** PAGE EXCERPT **
+++
The company’s senior management team will be authorized to follow broad investment guidelines and, therefore, has great latitude in determining the types of assets that are proper investments for the company, as well as the individual investment decisions. The company’s senior management team may make investments with lower rates of return than those anticipated under current market conditions and/or may make investments with greater risks to achieve those anticipated returns. The company’s board of directors will not review or approve each proposed investment by the company’s senior management team.

If the company fails to establish and maintain an effective system of integrated internal controls, the company may not be able to report the company’s financial results accurately, which could have a material adverse effect on the company.

In the past, the company has reported the company’s results to participants in the subject LLCs and the private entities on a property-by-property basis, and the company has not separately reported audited results for the supervisor. In addition, the company was not required to report the company’s results on a consolidated basis under GAAP basis. In connection with the company’s operation as a public company, the company will be required to report the company’s operations on a consolidated basis under GAAP and, in some cases, on a property-by-property basis. The company is in the process of implementing an internal audit function and modifying the company-wide systems and procedures in a number of areas to enable the company to report on a consolidated basis under GAAP as the company continues the process of integrating the financial reporting of the supervisor. Section 404 of the Sarbanes-Oxley Act of 2002 will require the company to evaluate and report on the company’s internal control over financial reporting and have the company’s independent auditors issue their own opinion on the company’s internal control over financial reporting. If the company fails to implement proper overall business controls, including as required to integrate the systems and procedures of the supervisor and support the company’s growth, the company’s results of operations could be harmed or the company could fail to meet the company’s reporting obligations. In addition, the existence of a material weakness or significant deficiency could result in errors in the company’s financial statements that could require a restatement, cause the company to fail to meet the company’s public company reporting obligations and cause investors to lose confidence in the company’s reported financial information, which could have a material adverse effect on the company.
+++
** COLLECTED MATERIAL **

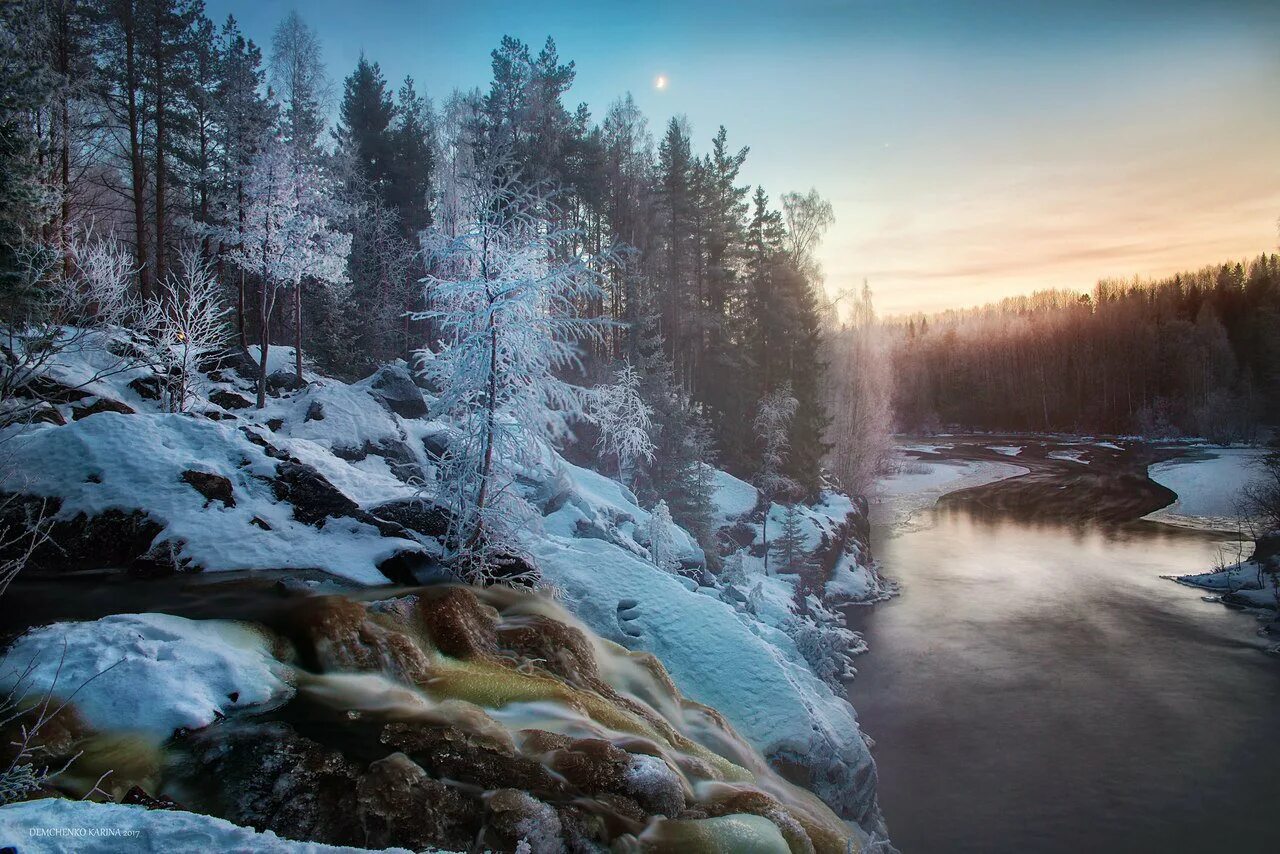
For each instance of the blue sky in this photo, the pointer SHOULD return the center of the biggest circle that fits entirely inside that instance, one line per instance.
(972, 150)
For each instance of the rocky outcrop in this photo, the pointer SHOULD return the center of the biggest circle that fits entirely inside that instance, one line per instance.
+++
** COMPLETE THE FOLLOWING **
- 1) In the company risk disclosure, which act's Section 404 will require the company to evaluate and report on its internal control over financial reporting?
- 2) Condense the paragraph of the company risk disclosure that begins "In the past, the company has reported" into a bulleted list that keeps its main facts.
- 3) Carry the company risk disclosure forward from its last sentence.
The data has no connection to the company risk disclosure.

** EXERCISE RESULTS **
- 1) The Sarbanes-Oxley Act of 2002.

- 2)
- The company has reported results to participants in the subject LLCs and the private entities property by property, with no separate audited results for the supervisor.
- It was not required to report consolidated GAAP results but now must, and sometimes property by property as well.
- It is setting up an internal audit function and changing company-wide systems to report consolidated GAAP results while integrating the supervisor's financial reporting.
- Section 404 of the Sarbanes-Oxley Act of 2002 requires the company to evaluate and report on its internal control over financial reporting, and its independent auditors must give their own opinion.
- Poor business controls could harm results of operations or cause the company to miss reporting obligations.
- A material weakness or significant deficiency could cause financial statement errors, a restatement, missed public company reporting obligations and lost investor confidence, with a possible material adverse effect on the company.

- 3)
There will be no public market for the operating partnership units or common stock prior to the IPO and an active trading market may not develop or be sustained following the IPO, which may negatively affect the market price of the operating partnership units issued to participants in the subject LLCs and shares of the Class A common stock and make it difficult for investors to sell their operating partnership units and shares.

Prior to the IPO, there will be no public market for the operating partnership units and common stock, and there can be no assurance that an active trading market will develop or be sustained or that operating partnership units or shares of the Class A common stock will be resold at or above the IPO price. The IPO price of shares of the Class A common stock will be determined by agreement among the company and the underwriters, but there can be no assurance that the operating partnership units or Class A common stock will not trade below the IPO price following the completion of the IPO. The market value of the operating partnership units and Class A common stock could be substantially affected by general market conditions, including the extent to which a secondary market develops for the operating partnership units and Class A common stock following the completion of the IPO, the extent of institutional investor interest in the company, the general reputation of REITs and the attractiveness of their equity securities in comparison to other equity securities (including securities issued by other real estate-based companies), the company’s financial performance and general stock and bond market conditions.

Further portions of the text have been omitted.